- **Exercise details**
In the page about the Communication Sciences and Disorders major, list every setting it names where speech-language pathologists may work.

BEGIN Text segment

Why pursue the Communication Sciences and Disorders (CSD) major?

The primary focus of the Communication Sciences & Disorders (CSD) major is to prepare students for careers in Speech-Language Pathology and Audiology. Students interested in speech-language pathology will need to complete the CSD major to be eligible for speech-language pathology graduate programs, while students interested in audiology can pursue either the CSD major or CSD minor to be eligible to apply for audiology graduate programs. The CSD major provides foundational knowledge in normal aspects of speech, language, and hearing, introductory to intermediate knowledge of clinical methods and various communication disorders, and research and design and evidence-based practice. 

What does a speech-language pathologist do?

According to the American Speech-Language-Hearing Association, speech-language pathologists "prevent, assess, diagnose, and treat speech, language, social communication, cognitive-communication, and swallowing disorders" in individuals in all stages of life. They may work in a variety of settings, including schools, hospitals, private practices, and rehabilitation facilities. In many settings, SLPs often work as a part of a collaborative, interdisciplinary team, which may include teachers, physicians, audiologists, psychologists, social workers, physical and occupational therapists, and rehabilitation counselors. Aside from clinical practice, there are also opportunities for research and education within the field. Being a SLP requires a master's degree, as well as a certification (M.A., CCC-SLP). CMU offers a graduate program in speech-language pathology. According to the Bureau of Labor, employment of SLPs is projected to grow 21% from 2014 to 2024, which is much faster than the average for all occupations. The median annual wage for SLPs was $73,410 in May 2015. For more information about careers in speech-language pathology, visit ASHA-Careers.

What does an audiologist do?

According to the American Speech-Language-Hearing Association, audiologists are "healthcare professionals who provide patient-centered care in the prevention, identification, diagnosis, and evidence-based treatment of hearing, balance, and other auditory disorders for people of all ages." Most audiologists work in healthcare facilities, such as hospitals, physician's offices, and audiology clinics, while some work in schools or for school districts and travel between facilities. Aside from clinical practice, there are opportunities for research and education within the field. Being an audiologists requires a clinical doctorate degree (Au.D.), which can be obtained after completing a Bachelor's degree. CMU offers a clinical doctorate program in audiology. According to the Bureau of Labor, employment of audiologists is projected to grow 29% from 2014 to 2024, which is much faster than the average for all occupations. The median annual wage for audiologists was $74, 890 in May 2015. For more information about careers in audiology, visit ASHA-Careers.

Program Mission

The undergraduate program in Communication Sciences and Disorders at Central Michigan University is committed to the development of students who are well prepared for graduate programs in Speech-Language Pathology and/or Audiology and have a foundation for becoming professionals devoted to improving the lives of persons with communication disorders. Our program provides student-centered learning opportunities through coursework, clinical experiences, service learning activities, and faculty-guided research opportunities designed to promote critical thinking, high ethical standards, a commitment to lifelong learning, an understanding of the clinical process, and knowledge of speech, language, and hearing development, disorders, and differences.

Program Goals

  1. Graduates will have knowledge of the characteristics of speech, language, and hearing development, disorders, and differences.
  2. Graduates will have knowledge of the materials and procedures used for the prevention, assessment, and intervention of speech, language and hearing disorders.
  3. Graduates will know how to use the information gathered from the client, clinician, and literature to make evidence-based clinical decisions. 
  4. Graduates will understand the professional and ethical requirements of speech-language pathologists and audiologists.

END Text segment
BEGIN Data shown

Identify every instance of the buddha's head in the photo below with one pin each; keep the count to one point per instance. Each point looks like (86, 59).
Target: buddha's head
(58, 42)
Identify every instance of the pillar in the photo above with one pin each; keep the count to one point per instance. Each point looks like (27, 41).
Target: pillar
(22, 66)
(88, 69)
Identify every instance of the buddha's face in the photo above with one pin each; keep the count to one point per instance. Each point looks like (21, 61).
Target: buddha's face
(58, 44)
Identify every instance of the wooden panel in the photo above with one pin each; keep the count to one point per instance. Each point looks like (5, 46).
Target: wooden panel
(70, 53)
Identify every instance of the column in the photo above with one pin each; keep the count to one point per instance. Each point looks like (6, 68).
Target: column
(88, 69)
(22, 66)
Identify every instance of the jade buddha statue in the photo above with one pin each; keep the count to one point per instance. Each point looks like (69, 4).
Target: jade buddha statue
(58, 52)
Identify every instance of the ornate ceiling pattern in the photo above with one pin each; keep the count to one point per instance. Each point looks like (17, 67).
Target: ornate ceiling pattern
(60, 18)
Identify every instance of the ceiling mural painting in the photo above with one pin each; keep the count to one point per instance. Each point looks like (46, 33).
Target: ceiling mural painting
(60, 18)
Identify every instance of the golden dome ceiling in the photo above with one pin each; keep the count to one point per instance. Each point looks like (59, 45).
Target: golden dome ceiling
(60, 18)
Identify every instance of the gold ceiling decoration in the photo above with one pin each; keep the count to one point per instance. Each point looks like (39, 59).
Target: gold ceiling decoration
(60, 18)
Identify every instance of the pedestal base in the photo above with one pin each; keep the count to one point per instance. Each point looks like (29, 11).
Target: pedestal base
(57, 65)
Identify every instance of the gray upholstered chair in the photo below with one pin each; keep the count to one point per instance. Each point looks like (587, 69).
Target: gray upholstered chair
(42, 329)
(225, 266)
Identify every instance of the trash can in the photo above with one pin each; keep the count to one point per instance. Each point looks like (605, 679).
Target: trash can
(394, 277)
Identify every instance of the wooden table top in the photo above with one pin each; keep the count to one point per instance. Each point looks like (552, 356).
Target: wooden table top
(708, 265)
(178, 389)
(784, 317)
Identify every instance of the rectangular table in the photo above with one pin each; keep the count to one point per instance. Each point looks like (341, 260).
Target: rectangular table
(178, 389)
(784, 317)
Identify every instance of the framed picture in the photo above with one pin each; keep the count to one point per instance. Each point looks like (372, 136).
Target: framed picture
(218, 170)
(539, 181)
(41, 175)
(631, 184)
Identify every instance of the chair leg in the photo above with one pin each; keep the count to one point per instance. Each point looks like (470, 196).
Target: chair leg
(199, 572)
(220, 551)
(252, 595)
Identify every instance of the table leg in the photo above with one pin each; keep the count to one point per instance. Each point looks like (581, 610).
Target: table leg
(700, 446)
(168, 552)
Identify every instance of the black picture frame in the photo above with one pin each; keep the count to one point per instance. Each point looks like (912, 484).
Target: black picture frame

END Data shown

- **Output for this exercise**
Schools, hospitals, private practices, rehabilitation facilities